**Task 1:**
Do the following statements agree with the page on the UK net zero buildings standard below? Answer yes or no for each, and quote the deciding words from the page. (a) The standard is mandatory for new construction. (b) More than 350 experts gave input to the standard. (c) Feedback for the standard came from over 500 pilot projects.

**Page:**
========================================================================

The voluntary UK Net Zero Carbon Buildings Standard (UKNZCBS) Version 1 sets out criteria for assessing whether new construction, existing buildings and retrofit projects are aligned with net zero carbon objectives.
Commenting on the launch, BCIS executive director James Fiske said the standard represents an important step towards greater consistency in how carbon performance is defined and assessed across the sector.
‘For the first time, our sector has a shared, formal framework, informed by extensive, cross-industry piloting, for determining what a zero-carbon building looks like in practice. It sets out clearer parameters for assessing carbon performance and is expected to strengthen accountability among professionals and businesses across all stages of the built environment lifecycle,’ he said.
‘In recent years, initiatives such as RICS’s Whole Life Carbon Assessment Standard, the Built Environment Carbon Database and tools including BCIS Life Cycle Evaluator have laid the foundation for measuring and reporting emissions.
‘UKNZCBS builds on that work and will hopefully prompt industry and government to consider how whole life carbon can be managed more effectively. The fundamental goal with all of these resources is to ensure our sector measures and reports emissions with more urgency and consistency to deliver meaningful reductions.’
The standard was informed by input from more than 350 experts and feedback from over 200 pilot projects.

========================================================================

[Dataset records about object locations]

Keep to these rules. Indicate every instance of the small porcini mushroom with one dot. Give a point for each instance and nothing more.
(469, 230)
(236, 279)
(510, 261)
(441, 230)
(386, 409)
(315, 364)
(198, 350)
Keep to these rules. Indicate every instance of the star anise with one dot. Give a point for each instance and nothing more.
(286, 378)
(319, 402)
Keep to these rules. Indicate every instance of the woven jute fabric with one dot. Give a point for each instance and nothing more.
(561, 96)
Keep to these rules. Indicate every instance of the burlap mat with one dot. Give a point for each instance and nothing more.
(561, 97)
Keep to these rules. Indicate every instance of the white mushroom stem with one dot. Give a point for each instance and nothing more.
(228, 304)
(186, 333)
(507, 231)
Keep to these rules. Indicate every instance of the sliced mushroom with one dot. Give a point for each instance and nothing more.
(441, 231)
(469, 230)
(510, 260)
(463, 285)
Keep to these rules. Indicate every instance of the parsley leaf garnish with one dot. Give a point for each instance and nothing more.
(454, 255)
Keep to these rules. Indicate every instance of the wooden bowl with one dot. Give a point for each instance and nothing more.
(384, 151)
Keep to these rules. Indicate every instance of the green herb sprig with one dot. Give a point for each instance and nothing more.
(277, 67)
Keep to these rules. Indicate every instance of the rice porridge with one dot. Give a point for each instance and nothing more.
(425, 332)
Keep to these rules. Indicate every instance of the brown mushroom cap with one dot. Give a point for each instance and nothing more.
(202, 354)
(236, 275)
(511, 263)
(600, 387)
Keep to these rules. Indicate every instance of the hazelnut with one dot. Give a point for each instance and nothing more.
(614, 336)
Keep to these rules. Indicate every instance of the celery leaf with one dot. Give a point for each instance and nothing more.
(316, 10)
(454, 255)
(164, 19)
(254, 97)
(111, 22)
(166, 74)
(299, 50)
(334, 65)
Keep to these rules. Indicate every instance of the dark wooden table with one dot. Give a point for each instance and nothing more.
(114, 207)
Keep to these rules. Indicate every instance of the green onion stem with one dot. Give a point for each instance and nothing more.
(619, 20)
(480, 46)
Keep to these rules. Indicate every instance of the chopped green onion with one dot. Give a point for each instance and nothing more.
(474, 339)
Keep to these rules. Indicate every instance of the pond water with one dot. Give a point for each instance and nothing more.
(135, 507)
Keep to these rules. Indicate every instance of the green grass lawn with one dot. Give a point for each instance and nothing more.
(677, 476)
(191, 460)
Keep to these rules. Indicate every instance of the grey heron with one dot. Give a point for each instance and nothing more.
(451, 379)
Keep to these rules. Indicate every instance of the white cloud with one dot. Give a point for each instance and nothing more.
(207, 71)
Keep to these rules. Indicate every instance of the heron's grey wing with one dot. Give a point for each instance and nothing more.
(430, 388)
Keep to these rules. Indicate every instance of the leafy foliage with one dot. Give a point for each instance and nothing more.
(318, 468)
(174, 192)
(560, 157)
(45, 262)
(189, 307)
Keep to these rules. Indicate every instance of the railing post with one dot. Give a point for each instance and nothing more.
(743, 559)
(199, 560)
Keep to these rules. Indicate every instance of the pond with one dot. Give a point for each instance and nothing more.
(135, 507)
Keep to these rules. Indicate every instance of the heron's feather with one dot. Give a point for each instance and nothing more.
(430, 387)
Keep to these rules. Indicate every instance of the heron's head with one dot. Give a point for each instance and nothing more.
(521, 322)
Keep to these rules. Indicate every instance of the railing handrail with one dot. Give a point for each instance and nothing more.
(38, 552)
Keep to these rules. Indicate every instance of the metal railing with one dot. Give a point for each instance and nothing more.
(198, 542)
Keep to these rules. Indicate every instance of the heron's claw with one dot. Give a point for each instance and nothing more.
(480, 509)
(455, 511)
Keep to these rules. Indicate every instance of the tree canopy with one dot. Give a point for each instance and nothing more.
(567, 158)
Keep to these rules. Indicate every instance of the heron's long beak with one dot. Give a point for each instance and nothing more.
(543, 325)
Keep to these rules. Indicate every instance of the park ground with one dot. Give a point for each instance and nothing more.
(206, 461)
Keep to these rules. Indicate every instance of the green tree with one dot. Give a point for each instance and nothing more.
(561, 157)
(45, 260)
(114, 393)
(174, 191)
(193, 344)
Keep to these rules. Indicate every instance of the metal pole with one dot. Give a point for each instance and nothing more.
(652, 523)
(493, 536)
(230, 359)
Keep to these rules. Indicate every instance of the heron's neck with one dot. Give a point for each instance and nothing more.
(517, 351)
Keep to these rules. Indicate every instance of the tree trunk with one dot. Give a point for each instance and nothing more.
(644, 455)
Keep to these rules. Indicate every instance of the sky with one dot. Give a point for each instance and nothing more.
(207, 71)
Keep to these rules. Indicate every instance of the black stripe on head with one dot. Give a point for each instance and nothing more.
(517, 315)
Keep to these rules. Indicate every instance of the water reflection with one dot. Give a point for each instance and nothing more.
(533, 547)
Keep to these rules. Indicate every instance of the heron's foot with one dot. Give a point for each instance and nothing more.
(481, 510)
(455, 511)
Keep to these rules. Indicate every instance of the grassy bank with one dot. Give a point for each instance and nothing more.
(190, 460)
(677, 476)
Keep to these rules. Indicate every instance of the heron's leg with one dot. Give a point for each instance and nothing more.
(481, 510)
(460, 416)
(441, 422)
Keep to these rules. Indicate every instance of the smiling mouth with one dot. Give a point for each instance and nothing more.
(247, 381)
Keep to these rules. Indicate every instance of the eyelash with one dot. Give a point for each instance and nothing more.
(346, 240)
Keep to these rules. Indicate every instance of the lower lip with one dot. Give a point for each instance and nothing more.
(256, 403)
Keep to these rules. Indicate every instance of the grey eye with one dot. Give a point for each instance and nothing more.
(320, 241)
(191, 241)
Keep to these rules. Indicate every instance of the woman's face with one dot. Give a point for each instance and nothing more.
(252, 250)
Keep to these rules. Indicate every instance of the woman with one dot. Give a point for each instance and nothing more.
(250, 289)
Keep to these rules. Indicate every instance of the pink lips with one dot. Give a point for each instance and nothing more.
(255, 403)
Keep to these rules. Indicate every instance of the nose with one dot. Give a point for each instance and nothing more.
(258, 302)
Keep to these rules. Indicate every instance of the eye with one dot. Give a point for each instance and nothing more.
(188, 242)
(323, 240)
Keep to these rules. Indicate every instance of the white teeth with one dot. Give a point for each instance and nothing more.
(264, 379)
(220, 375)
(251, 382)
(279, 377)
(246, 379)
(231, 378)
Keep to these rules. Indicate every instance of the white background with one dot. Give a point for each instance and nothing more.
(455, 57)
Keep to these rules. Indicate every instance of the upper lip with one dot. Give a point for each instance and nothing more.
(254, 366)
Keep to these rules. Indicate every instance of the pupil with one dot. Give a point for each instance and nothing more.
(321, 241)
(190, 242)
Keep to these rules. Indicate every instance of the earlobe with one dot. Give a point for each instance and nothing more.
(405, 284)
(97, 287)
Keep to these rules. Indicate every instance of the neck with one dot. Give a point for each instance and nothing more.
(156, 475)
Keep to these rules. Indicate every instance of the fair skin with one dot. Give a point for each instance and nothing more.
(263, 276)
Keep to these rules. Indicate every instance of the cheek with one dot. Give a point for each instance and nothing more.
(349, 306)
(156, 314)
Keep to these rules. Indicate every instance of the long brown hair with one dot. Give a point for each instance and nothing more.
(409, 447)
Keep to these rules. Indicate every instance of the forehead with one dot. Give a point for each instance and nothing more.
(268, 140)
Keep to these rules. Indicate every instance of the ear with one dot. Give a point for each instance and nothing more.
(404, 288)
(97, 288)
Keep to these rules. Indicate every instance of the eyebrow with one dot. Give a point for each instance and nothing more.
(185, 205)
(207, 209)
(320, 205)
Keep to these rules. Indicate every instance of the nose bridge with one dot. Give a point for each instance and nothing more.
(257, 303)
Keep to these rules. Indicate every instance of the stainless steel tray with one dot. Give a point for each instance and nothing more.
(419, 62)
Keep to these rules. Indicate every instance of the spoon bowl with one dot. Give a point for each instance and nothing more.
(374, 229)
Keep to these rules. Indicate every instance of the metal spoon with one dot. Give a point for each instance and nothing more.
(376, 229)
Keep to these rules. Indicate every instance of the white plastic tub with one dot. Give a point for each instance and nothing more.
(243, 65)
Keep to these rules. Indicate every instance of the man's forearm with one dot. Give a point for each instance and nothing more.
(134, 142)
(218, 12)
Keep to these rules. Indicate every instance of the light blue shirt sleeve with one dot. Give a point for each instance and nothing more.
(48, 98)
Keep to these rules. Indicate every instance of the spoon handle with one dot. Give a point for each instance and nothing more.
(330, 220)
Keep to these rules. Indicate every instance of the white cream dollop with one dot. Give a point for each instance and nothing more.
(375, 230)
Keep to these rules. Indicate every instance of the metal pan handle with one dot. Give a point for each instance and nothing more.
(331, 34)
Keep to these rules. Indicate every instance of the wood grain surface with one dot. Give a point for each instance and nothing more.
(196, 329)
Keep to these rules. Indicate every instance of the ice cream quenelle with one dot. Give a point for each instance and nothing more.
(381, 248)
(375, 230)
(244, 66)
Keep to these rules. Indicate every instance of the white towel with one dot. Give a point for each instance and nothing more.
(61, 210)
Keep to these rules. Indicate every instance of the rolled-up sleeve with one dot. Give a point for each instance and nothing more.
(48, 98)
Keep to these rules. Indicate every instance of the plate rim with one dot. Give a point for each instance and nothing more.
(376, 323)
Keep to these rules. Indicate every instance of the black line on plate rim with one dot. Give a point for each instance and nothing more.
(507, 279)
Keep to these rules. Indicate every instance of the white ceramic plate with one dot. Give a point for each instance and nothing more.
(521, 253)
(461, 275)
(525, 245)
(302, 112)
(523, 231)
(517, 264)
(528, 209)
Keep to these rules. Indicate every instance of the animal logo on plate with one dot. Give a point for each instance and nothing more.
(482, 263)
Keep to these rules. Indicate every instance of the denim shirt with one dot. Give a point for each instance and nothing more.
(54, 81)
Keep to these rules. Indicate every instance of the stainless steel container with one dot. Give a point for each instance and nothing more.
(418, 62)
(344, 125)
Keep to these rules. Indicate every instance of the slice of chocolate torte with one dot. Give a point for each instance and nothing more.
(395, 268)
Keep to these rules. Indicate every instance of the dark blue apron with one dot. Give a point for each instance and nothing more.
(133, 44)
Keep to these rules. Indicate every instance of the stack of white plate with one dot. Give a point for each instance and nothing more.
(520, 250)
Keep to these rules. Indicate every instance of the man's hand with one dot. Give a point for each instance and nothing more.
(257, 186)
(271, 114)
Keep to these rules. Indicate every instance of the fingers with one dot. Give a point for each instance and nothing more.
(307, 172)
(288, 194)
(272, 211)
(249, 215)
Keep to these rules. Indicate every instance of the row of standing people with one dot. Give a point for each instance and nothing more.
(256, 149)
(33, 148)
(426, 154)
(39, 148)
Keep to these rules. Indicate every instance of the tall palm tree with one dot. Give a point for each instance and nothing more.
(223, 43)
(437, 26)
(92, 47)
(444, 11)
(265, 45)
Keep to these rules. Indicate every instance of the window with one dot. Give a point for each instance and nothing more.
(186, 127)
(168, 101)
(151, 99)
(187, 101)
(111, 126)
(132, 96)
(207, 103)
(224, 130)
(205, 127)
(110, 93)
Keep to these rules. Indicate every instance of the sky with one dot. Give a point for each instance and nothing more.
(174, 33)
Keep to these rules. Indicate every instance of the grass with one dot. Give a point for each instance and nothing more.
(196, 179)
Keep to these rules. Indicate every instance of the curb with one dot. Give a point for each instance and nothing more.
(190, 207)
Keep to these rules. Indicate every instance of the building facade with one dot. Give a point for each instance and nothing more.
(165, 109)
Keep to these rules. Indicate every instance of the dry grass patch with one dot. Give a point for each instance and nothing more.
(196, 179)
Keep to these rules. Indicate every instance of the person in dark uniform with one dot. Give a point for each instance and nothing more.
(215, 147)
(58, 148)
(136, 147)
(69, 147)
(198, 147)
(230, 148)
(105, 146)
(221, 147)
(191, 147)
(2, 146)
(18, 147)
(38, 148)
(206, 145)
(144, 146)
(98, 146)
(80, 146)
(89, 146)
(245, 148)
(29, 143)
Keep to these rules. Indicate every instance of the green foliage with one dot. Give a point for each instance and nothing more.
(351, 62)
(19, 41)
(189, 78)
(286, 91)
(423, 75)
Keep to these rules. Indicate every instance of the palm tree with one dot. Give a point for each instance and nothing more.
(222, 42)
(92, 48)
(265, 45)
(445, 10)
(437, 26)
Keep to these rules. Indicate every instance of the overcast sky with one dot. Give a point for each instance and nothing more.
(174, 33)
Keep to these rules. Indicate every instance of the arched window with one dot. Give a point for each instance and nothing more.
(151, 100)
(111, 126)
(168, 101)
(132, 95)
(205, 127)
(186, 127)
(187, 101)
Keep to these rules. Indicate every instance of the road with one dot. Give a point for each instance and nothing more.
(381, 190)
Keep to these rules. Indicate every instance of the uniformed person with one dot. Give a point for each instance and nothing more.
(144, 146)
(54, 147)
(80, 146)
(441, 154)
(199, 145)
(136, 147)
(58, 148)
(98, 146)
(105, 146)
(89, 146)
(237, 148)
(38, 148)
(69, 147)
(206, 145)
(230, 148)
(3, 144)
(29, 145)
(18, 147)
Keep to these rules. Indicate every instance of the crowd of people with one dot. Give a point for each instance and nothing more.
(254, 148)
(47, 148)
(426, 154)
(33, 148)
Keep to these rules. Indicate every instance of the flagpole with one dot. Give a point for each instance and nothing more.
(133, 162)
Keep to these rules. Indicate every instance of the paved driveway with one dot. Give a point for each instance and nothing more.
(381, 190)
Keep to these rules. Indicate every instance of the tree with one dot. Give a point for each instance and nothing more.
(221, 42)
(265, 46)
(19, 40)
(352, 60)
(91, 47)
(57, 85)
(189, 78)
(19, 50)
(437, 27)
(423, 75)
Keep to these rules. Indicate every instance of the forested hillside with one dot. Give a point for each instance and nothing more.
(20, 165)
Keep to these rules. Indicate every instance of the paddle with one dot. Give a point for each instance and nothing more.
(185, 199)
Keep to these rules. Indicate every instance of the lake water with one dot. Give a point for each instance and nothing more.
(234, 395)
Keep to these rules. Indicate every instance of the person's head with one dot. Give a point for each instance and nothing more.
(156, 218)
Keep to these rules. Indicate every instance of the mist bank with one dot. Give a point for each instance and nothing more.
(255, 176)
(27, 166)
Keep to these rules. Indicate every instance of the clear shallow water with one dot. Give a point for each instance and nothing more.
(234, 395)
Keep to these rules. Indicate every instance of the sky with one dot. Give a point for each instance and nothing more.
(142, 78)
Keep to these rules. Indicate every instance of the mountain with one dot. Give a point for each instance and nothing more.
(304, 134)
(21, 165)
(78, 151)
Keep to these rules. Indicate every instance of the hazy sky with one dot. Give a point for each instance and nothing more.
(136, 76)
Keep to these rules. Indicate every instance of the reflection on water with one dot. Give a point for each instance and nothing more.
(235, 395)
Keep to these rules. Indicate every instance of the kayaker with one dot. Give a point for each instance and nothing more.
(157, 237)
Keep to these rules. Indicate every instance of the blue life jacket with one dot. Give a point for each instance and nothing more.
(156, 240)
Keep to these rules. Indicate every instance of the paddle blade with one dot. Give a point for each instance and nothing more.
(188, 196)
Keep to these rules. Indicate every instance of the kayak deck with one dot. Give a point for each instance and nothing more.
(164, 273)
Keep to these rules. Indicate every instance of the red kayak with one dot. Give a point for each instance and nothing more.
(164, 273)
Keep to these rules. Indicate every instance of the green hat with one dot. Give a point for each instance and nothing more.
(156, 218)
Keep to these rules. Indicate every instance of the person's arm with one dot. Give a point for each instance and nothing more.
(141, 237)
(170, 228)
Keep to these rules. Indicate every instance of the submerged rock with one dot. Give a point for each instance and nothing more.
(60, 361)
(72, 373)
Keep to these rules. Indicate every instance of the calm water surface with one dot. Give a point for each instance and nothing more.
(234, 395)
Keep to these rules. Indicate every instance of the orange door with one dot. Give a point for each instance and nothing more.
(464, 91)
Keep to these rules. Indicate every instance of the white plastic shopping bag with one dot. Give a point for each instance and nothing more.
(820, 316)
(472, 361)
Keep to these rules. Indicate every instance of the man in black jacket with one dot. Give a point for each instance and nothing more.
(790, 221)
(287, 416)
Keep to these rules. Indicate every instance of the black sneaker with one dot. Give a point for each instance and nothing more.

========================================================================

**Task 2:**
Which rows above contain the string "window"? Extract each of those lines in full, treating case as significant.

**Reply 1:**
(a) No: "The voluntary UK Net Zero Carbon Buildings Standard (UKNZCBS) Version 1"
(b) Yes: "informed by input from more than 350 experts"
(c) No: "feedback from over 200 pilot projects"

**Reply 2:**
Keep to these rules. Indicate every instance of the window with one dot. Give a point for each instance and nothing more.
Keep to these rules. Indicate every instance of the arched window with one dot. Give a point for each instance and nothing more.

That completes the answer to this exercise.